### WRITTEN PROBLEM
Which lines in the rows below contain the word "slide"? Copy out each one.

### RECORDS FOR THIS EXERCISE

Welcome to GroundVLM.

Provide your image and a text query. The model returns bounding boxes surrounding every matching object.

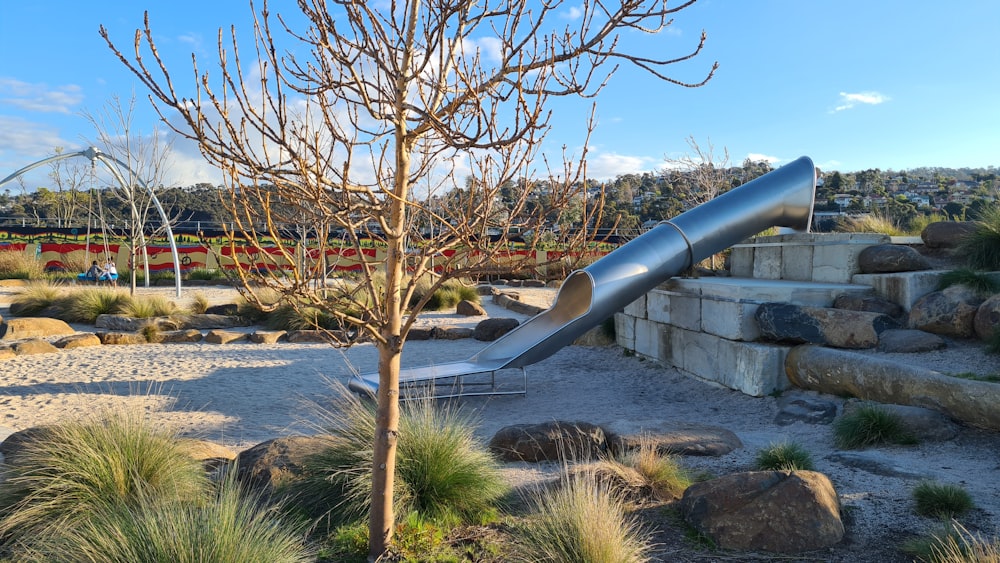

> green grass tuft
[913,481,975,518]
[754,442,816,471]
[833,403,916,449]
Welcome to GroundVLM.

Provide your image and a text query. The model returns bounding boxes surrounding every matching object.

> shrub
[833,403,916,449]
[514,476,652,563]
[960,205,1000,271]
[0,250,45,280]
[913,481,975,518]
[283,387,507,526]
[937,268,1000,297]
[57,287,132,324]
[10,283,63,317]
[20,478,315,563]
[0,407,208,541]
[754,442,815,471]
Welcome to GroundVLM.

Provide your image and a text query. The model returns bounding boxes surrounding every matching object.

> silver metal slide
[349,157,816,397]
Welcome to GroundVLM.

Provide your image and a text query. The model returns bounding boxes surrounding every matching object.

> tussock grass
[0,407,208,542]
[960,205,1000,271]
[937,268,1000,297]
[833,403,916,449]
[754,442,816,471]
[513,475,652,563]
[901,520,1000,563]
[913,481,975,518]
[17,478,315,563]
[58,287,132,324]
[280,385,508,527]
[10,283,63,317]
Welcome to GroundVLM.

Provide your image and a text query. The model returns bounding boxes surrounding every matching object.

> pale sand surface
[0,288,1000,561]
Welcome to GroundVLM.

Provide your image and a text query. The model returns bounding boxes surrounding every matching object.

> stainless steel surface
[350,157,816,392]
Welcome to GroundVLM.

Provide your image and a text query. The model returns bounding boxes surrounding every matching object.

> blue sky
[0,0,1000,187]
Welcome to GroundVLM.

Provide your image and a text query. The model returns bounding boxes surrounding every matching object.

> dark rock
[833,294,906,319]
[754,303,899,348]
[236,436,333,495]
[489,421,607,462]
[52,332,101,350]
[455,299,486,317]
[774,392,837,426]
[10,338,59,356]
[0,317,76,340]
[876,328,948,353]
[472,317,521,342]
[972,294,1000,340]
[605,420,743,457]
[909,285,984,338]
[205,330,247,344]
[920,221,976,249]
[431,326,474,340]
[680,471,844,553]
[205,303,240,317]
[247,330,288,344]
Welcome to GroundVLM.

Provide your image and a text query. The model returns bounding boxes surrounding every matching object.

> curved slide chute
[349,157,816,395]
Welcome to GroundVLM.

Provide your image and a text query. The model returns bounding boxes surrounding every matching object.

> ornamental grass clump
[0,407,208,542]
[20,477,316,563]
[833,403,917,449]
[754,442,816,471]
[279,385,508,529]
[512,474,652,563]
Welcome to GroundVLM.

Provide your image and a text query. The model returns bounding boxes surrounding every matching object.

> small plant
[960,205,1000,271]
[0,407,208,540]
[514,475,652,563]
[833,403,916,449]
[754,442,815,471]
[913,481,975,518]
[937,268,1000,297]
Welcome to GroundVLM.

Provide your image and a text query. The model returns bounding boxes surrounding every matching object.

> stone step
[625,277,874,342]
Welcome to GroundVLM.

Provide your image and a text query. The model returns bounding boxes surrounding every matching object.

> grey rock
[858,244,931,274]
[876,328,948,353]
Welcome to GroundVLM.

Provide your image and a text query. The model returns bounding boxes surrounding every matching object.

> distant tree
[101,0,714,560]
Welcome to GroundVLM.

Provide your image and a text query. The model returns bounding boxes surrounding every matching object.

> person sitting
[83,260,104,282]
[99,258,118,287]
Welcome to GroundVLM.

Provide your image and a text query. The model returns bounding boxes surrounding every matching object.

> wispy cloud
[833,92,892,112]
[0,77,83,114]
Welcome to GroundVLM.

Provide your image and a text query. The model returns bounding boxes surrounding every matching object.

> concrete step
[625,277,874,342]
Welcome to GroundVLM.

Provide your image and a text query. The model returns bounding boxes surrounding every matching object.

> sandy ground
[0,288,1000,561]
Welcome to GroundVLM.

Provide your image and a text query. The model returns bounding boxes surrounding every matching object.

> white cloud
[0,77,83,114]
[833,92,892,112]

### TASK RESPONSE
> silver metal slide
> curved slide chute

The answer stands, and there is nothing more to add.